# WRITTEN REQUEST
Without skipping anything, write out each record below exactly.

# EXTRACTED MATERIAL

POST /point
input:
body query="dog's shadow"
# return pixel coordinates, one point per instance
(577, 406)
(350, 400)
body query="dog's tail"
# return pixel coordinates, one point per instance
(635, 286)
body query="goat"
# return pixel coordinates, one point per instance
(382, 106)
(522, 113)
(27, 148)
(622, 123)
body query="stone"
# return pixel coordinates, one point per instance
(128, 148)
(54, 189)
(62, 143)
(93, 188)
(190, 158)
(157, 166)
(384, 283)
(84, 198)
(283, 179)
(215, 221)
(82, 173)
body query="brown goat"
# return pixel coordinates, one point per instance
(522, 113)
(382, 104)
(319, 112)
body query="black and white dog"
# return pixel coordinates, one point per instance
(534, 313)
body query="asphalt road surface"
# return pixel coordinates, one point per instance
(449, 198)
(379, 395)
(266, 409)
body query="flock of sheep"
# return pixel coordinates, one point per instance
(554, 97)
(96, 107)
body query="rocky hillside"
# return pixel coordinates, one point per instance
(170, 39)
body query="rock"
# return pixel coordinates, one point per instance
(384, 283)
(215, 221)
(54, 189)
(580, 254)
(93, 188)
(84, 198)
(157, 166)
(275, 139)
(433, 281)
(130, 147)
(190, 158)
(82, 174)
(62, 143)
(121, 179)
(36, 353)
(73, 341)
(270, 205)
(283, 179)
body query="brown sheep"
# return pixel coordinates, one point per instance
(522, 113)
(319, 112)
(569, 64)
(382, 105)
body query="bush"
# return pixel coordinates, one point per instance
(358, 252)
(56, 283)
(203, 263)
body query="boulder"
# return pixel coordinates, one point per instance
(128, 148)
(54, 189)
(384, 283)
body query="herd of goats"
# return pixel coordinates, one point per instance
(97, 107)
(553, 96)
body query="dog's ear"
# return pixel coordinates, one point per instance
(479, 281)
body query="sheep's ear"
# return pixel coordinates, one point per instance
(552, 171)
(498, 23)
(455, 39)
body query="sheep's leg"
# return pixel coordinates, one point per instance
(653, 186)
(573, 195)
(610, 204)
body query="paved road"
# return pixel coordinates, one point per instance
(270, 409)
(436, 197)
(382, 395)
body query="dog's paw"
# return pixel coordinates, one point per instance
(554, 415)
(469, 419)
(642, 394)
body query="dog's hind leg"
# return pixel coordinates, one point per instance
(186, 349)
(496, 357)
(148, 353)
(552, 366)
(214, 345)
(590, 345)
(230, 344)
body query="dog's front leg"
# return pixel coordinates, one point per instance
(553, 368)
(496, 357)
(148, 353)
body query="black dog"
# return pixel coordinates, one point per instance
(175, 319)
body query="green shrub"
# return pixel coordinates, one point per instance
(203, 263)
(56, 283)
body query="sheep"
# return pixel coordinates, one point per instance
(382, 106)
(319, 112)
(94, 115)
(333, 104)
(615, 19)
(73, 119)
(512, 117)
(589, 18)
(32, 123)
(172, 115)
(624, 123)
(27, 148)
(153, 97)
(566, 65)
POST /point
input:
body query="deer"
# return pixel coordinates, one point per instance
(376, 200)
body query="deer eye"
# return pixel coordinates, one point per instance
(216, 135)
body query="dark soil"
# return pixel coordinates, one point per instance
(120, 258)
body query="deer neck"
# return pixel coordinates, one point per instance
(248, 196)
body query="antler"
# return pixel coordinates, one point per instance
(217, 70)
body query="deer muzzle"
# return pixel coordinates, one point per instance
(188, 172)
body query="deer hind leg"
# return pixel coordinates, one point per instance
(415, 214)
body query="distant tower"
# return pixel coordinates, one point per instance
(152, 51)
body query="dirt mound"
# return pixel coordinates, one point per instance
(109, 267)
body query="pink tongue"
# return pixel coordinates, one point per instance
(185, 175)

# COMPLETED TASK
POST /point
input:
body query="dog's shadow"
# return pixel coordinates, one point per instance
(577, 406)
(350, 400)
body query="dog's tail"
# return pixel coordinates, one point per instance
(635, 286)
body query="goat"
# return pixel coordinates, one point per instance
(382, 106)
(522, 113)
(27, 148)
(622, 123)
body query="stone"
# return pixel coordinates, one point per instance
(128, 148)
(54, 189)
(62, 143)
(93, 188)
(190, 158)
(157, 166)
(384, 283)
(84, 198)
(283, 179)
(215, 221)
(82, 173)
body query="brown goat"
# return pixel coordinates, one point per instance
(522, 113)
(382, 104)
(319, 112)
body query="black and white dog"
# return pixel coordinates, one point per instance
(534, 313)
body query="asphalt road surface"
# return pixel coordinates, one point per instance
(449, 198)
(379, 395)
(266, 409)
body query="flock of sheep"
# return pixel coordinates, one point per instance
(554, 97)
(96, 107)
body query="rocky hillside"
# return pixel coordinates, one point per instance
(170, 39)
body query="rock"
# return pixel coordinates, one point per instance
(384, 283)
(215, 221)
(54, 189)
(580, 254)
(93, 188)
(84, 198)
(157, 166)
(275, 139)
(433, 281)
(130, 147)
(190, 158)
(82, 174)
(62, 143)
(121, 179)
(36, 353)
(73, 341)
(270, 205)
(283, 179)
body query="brown sheep"
# return pixel coordinates, one point per instance
(522, 113)
(319, 112)
(569, 64)
(382, 105)
body query="bush"
# return pixel coordinates, one point per instance
(358, 252)
(56, 283)
(203, 263)
body query="boulder"
# return pixel coordinates, one point per instance
(128, 148)
(54, 189)
(384, 283)
body query="herd of goats"
# return pixel coordinates, one point per instance
(97, 107)
(553, 96)
body query="dog's ear"
# return pixel coordinates, one point per instance
(479, 281)
body query="sheep's ear"
# return pixel coordinates, one point per instance
(552, 171)
(498, 23)
(455, 39)
body query="sheep's leg"
# return pixel coordinates, one point per instance
(653, 186)
(573, 195)
(610, 204)
body query="paved road"
# return pixel coordinates, one point per instance
(270, 409)
(436, 197)
(382, 395)
body query="dog's paw"
# return pixel coordinates, one point per instance
(554, 415)
(469, 419)
(642, 394)
body query="dog's hind leg"
# return pixel coordinates, one point per instance
(186, 349)
(496, 357)
(148, 353)
(552, 366)
(214, 345)
(590, 345)
(230, 344)
body query="dog's front leg"
# return pixel coordinates, one point per instance
(553, 368)
(496, 357)
(148, 353)
body query="black dog"
# return pixel coordinates, one point per instance
(175, 319)
body query="green shrub"
# return pixel coordinates, one point per instance
(203, 263)
(56, 283)
body query="sheep"
# return pixel coordinates, one point per instance
(382, 106)
(319, 112)
(94, 115)
(333, 104)
(615, 19)
(73, 119)
(512, 117)
(589, 18)
(32, 123)
(172, 115)
(624, 123)
(27, 148)
(153, 97)
(566, 65)
POST /point
input:
body query="deer"
# return pixel coordinates, one point per instance
(376, 200)
body query="deer eye"
# return pixel coordinates, one point per instance
(216, 135)
body query="dark soil"
# return pixel coordinates, one point per instance
(120, 258)
body query="deer neck"
# return pixel coordinates, one point per instance
(248, 196)
body query="antler"
# return pixel coordinates, one point per instance
(217, 70)
body query="deer muzzle"
# return pixel coordinates, one point per instance
(188, 172)
body query="deer hind leg"
# return pixel coordinates, one point per instance
(415, 214)
body query="distant tower"
# return pixel coordinates, one point per instance
(152, 51)
body query="dirt mound"
# return pixel coordinates, one point per instance
(109, 267)
body query="pink tongue"
# return pixel coordinates, one point per instance
(185, 175)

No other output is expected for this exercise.